In some embodiments, the RNA molecule is a circular RNA. In some embodiments, at least one of the thanotransmission polypeptides encoded by the nucleic acid molecule comprises TRIF or a variant thereof.

In some embodiments, at least one of the thanotransmission polypeptides encoded by the nucleic acid molecule comprises RIPK3 or a variant thereof. In some embodiments, at least one of the thanotransmission polypeptides encoded by the nucleic acid molecule comprises TRIF or a variant, and at least one of the thanotransmission polypeptides encoded by the nucleic acid molecule comprises RIPK3 or a variant.

In some embodiments, the cell further comprises a polynucleotide that encodes a polypeptide that inhibits caspase activity. In some embodiments, the polypeptide that inhibits caspase activity is selected from the group consisting of a FADD dominant negative mutant (FADD-DN), cFLIP, vICA, a caspase 8 dominant negative mutant (Casp8-DN), cIAP1, cIAP2, Tak1, an IKK, and variants thereof. In some embodiments, the polypeptide that inhibits caspase activity is FADD-DN. In some embodiments, the polypeptide that inhibits caspase activity is cFLIP. In some embodiments, the polypeptide that inhibits caspase activity is vICA.

SOURCE MATERIAL →

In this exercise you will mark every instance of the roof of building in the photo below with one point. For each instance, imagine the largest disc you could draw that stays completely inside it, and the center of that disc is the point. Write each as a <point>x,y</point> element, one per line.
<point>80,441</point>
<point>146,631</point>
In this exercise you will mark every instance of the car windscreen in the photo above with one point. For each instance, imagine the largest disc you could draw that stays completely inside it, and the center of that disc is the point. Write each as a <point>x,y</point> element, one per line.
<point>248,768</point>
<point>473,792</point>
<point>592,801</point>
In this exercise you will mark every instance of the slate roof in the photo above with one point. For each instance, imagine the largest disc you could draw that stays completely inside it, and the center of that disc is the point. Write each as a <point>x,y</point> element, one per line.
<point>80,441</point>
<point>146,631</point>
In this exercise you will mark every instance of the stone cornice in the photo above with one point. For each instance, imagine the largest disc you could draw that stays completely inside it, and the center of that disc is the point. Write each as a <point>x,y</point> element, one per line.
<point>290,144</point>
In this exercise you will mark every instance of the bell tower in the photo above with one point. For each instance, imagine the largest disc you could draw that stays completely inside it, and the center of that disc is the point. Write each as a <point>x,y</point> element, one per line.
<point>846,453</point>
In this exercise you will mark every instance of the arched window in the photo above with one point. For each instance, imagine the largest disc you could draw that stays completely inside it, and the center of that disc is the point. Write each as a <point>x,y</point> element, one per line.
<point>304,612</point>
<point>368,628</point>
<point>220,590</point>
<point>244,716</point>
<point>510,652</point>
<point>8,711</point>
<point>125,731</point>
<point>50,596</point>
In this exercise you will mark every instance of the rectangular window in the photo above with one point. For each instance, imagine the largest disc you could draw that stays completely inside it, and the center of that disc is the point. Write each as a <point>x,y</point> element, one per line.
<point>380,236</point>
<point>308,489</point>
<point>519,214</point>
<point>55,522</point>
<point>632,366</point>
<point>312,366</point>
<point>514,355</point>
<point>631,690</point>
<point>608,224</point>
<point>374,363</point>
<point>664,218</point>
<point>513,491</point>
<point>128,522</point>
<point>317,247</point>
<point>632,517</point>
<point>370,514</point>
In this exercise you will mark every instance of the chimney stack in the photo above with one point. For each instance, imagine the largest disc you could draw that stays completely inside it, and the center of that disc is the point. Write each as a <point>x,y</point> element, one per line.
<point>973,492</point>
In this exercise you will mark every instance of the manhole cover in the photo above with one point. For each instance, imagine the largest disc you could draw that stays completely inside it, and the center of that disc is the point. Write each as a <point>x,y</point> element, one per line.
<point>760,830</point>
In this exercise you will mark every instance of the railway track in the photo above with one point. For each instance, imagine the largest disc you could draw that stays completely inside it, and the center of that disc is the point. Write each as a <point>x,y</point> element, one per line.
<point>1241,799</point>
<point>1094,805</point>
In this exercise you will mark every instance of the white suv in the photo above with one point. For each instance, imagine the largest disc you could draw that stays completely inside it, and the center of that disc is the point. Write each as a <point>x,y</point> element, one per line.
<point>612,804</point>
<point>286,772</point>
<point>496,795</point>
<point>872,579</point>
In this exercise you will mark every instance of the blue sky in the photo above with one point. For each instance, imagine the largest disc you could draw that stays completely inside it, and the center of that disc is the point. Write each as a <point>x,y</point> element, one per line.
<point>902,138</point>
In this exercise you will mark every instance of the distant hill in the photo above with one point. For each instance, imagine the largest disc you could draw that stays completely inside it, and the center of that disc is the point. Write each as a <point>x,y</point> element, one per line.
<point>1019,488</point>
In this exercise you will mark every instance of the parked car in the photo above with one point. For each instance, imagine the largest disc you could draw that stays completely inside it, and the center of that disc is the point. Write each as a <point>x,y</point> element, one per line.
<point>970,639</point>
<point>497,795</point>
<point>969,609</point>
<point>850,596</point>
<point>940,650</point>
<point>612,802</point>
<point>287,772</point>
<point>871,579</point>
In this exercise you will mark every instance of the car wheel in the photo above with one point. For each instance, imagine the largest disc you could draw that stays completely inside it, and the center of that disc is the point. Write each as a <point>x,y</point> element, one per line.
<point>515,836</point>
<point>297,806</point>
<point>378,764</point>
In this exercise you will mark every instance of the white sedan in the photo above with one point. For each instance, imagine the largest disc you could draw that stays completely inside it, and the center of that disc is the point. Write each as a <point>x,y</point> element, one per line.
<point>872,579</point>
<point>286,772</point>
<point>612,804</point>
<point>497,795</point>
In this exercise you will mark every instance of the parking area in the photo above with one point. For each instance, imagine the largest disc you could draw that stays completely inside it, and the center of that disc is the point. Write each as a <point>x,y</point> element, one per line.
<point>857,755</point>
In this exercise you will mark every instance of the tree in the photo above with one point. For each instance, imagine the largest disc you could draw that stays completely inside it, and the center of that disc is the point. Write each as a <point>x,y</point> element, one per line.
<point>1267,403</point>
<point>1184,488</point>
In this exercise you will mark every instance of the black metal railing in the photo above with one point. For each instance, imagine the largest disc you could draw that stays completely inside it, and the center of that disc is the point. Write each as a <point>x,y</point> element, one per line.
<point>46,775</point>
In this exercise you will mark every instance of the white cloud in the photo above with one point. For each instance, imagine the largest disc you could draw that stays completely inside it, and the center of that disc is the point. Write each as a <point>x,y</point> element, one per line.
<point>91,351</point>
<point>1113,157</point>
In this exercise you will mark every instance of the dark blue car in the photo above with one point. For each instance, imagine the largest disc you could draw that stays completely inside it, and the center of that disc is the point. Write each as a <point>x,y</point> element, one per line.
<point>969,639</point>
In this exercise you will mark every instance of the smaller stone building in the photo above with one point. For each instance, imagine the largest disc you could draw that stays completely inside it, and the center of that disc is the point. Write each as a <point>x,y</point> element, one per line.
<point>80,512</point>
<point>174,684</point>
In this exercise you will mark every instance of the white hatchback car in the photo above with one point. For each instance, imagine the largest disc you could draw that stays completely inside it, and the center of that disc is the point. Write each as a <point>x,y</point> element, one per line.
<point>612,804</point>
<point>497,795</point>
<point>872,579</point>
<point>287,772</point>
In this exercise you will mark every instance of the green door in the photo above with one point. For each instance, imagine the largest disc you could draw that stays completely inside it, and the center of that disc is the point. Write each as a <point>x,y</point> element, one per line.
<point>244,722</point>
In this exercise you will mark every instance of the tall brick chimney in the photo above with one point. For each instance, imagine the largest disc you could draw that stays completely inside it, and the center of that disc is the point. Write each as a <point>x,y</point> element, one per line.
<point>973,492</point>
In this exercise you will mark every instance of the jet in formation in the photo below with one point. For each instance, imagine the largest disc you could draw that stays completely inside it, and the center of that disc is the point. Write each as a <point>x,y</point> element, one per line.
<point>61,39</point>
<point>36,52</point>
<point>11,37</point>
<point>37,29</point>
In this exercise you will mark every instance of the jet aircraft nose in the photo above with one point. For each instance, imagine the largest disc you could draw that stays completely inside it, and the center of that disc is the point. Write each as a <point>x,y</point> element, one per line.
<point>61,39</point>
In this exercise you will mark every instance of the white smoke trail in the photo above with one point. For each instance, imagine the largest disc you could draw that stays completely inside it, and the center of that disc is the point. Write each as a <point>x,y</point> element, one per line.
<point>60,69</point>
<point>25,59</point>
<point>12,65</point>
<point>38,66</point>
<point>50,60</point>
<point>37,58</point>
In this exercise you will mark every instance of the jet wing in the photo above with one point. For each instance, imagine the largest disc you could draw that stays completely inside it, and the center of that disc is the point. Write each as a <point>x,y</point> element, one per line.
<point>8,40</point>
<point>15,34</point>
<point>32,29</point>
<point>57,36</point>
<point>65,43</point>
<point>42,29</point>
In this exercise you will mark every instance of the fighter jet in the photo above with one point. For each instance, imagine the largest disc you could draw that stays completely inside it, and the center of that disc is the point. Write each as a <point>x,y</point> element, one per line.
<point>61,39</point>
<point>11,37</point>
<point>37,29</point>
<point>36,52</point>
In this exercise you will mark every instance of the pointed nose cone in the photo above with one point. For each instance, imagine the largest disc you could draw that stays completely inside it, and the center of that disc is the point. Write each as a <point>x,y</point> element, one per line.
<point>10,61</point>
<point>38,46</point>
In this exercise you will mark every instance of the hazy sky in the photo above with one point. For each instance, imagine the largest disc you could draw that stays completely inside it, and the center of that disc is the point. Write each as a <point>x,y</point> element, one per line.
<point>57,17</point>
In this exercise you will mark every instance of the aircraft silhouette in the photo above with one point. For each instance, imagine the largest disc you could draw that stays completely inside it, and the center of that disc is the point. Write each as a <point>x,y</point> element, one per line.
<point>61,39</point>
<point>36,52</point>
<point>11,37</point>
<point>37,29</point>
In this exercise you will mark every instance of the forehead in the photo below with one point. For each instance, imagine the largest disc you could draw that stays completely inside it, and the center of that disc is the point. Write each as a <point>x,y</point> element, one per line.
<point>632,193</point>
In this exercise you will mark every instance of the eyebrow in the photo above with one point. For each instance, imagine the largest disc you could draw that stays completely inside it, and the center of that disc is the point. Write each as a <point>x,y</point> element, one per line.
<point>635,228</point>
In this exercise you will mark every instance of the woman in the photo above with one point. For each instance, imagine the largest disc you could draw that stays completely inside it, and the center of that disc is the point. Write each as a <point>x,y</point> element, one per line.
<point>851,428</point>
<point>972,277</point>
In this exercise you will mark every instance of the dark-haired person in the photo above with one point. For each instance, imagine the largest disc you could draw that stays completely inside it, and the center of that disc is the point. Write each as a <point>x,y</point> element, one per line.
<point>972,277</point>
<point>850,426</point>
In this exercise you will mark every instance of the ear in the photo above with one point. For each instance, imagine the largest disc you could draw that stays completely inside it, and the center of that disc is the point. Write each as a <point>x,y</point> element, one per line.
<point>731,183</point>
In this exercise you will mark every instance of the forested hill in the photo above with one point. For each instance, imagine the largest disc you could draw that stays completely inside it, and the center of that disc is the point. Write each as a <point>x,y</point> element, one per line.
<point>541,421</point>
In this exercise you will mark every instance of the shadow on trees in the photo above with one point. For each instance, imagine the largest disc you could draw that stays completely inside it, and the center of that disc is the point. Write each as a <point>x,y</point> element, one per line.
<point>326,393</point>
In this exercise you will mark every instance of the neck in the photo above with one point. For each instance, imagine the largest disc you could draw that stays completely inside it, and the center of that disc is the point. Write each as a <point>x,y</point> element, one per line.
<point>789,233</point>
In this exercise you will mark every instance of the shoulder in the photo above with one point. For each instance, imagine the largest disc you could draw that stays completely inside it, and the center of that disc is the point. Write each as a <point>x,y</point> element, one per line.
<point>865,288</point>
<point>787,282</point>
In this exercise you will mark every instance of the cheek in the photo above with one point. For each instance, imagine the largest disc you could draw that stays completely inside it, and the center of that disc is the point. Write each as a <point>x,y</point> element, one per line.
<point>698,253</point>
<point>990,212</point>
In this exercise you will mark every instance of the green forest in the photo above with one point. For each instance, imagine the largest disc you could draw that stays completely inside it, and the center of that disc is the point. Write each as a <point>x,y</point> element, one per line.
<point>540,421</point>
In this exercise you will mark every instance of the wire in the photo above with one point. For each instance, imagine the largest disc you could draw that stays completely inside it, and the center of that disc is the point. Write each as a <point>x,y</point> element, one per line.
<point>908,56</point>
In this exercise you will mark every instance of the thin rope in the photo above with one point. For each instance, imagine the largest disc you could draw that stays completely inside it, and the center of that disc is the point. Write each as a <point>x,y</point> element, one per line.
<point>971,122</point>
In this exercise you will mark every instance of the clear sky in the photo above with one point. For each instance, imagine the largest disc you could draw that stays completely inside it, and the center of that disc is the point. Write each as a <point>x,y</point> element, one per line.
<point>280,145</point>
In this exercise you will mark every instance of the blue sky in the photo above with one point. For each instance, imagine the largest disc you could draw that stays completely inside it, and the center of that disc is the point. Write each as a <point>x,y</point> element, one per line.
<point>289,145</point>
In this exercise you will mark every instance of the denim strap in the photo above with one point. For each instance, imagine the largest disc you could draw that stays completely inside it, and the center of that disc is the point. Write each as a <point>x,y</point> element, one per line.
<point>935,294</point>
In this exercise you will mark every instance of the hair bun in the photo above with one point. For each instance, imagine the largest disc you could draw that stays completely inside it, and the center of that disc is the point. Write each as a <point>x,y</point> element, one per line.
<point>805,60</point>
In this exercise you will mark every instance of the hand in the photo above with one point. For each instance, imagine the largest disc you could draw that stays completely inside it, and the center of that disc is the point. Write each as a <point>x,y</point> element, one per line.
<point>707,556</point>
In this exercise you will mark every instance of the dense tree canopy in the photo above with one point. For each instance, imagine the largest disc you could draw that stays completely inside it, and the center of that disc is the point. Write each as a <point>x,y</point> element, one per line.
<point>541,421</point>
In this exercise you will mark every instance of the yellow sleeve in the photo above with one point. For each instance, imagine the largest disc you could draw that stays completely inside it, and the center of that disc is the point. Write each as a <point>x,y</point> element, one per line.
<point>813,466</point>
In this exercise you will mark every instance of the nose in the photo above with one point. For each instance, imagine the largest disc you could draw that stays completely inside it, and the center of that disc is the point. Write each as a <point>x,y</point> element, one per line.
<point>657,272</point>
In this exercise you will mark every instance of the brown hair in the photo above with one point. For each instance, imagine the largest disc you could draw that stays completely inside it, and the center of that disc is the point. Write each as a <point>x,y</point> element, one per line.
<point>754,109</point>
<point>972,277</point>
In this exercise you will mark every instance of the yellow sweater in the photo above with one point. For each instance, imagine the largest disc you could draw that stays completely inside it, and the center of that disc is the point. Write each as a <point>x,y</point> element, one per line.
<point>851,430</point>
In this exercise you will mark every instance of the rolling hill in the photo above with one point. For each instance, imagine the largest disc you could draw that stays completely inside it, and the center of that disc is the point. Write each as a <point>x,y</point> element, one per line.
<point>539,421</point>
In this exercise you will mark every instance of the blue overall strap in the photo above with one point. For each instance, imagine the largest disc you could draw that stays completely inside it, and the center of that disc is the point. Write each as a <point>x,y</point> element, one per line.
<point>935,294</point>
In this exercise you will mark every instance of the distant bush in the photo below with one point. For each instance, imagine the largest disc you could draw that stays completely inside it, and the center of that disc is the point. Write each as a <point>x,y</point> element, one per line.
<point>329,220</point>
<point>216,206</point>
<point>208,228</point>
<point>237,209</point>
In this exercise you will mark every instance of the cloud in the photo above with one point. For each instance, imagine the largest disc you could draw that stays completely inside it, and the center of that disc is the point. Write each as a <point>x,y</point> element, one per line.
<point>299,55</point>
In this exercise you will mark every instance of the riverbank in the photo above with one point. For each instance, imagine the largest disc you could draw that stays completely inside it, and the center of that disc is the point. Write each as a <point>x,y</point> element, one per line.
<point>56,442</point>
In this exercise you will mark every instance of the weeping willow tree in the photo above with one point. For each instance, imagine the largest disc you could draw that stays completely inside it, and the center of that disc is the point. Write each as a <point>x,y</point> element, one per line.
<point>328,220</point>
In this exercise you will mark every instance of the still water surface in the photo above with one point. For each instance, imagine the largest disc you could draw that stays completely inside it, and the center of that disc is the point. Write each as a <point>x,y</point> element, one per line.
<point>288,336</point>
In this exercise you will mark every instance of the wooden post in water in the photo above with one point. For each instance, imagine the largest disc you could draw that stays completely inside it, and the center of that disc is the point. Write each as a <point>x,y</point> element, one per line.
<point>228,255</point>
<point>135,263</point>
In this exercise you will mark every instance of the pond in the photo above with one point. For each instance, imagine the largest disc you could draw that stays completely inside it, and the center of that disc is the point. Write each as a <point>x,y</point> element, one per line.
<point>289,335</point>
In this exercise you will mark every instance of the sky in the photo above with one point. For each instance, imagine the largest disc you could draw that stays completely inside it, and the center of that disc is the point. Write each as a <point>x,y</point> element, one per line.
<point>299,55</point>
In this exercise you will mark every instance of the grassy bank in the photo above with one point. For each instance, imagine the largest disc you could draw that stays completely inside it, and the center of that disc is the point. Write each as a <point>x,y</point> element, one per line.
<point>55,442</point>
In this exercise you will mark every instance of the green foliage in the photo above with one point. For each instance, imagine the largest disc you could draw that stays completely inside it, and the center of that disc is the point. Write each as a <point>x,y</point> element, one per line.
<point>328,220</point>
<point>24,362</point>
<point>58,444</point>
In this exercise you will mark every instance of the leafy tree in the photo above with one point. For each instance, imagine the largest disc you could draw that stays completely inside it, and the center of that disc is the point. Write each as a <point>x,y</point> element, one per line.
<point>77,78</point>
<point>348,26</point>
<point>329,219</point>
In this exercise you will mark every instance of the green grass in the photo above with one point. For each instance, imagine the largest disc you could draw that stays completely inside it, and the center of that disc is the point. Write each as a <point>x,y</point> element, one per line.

WHAT YOU NEED TO DO →
In the passage on thanotransmission polypeptides above, answer these:
1. What kind of RNA molecule does the passage name in its first sentence?
2. Which two polypeptides does the passage say the nucleic acid molecule may encode, alone or together?
3. What does the abbreviation "FADD-DN" stand for?

ANSWER SECTION →
1. A circular RNA.
2. TRIF and RIPK3, or variants of them.
3. A FADD dominant negative mutant.